--- START ---

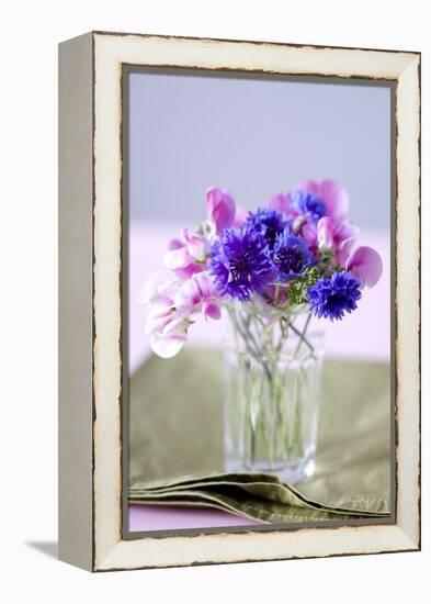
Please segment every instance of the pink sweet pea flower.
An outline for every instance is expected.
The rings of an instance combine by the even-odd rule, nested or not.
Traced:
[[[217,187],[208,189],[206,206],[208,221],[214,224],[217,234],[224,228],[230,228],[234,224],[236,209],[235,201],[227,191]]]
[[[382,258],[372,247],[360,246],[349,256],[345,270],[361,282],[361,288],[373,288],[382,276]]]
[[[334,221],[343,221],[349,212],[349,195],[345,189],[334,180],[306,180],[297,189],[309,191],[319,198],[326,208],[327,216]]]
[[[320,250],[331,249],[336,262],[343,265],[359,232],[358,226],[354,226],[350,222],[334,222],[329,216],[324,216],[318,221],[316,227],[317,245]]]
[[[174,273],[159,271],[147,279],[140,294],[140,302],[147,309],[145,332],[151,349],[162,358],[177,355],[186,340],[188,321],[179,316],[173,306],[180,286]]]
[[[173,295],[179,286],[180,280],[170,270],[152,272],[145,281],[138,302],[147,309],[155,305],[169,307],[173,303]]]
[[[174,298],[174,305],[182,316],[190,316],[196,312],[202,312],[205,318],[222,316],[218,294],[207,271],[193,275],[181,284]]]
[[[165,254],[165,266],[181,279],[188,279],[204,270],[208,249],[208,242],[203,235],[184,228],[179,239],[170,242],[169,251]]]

--- END ---

Short problem
Can you reproduce all of the data above verbatim, character for character, but without the picture?

Solution to this problem
Please segment every instance of the pink sweet pea flower.
An outline for every instance is expected.
The rings of an instance combine by the even-odd rule, nested or not.
Traced:
[[[217,187],[208,189],[206,206],[208,221],[214,224],[217,234],[224,228],[230,228],[234,224],[236,209],[235,201],[227,191]]]
[[[382,258],[372,247],[360,246],[349,256],[345,270],[361,282],[361,288],[373,288],[382,276]]]
[[[334,221],[343,221],[349,212],[349,195],[345,189],[334,180],[306,180],[297,189],[309,191],[319,198],[326,208],[327,216]]]
[[[320,250],[331,249],[336,262],[343,265],[359,232],[358,226],[354,226],[350,222],[334,222],[329,216],[324,216],[318,221],[316,227],[317,245]]]
[[[174,273],[159,271],[147,279],[140,294],[140,302],[147,309],[145,332],[151,349],[162,358],[177,355],[186,340],[188,321],[179,316],[173,306],[180,286]]]
[[[173,295],[179,286],[180,280],[170,270],[152,272],[145,281],[138,302],[147,309],[155,305],[169,307],[173,303]]]
[[[174,298],[174,305],[182,316],[190,316],[196,312],[202,312],[205,318],[222,316],[218,294],[207,271],[193,275],[181,284]]]
[[[165,254],[165,266],[181,279],[188,279],[204,270],[208,249],[208,242],[203,235],[184,228],[179,239],[170,242],[169,251]]]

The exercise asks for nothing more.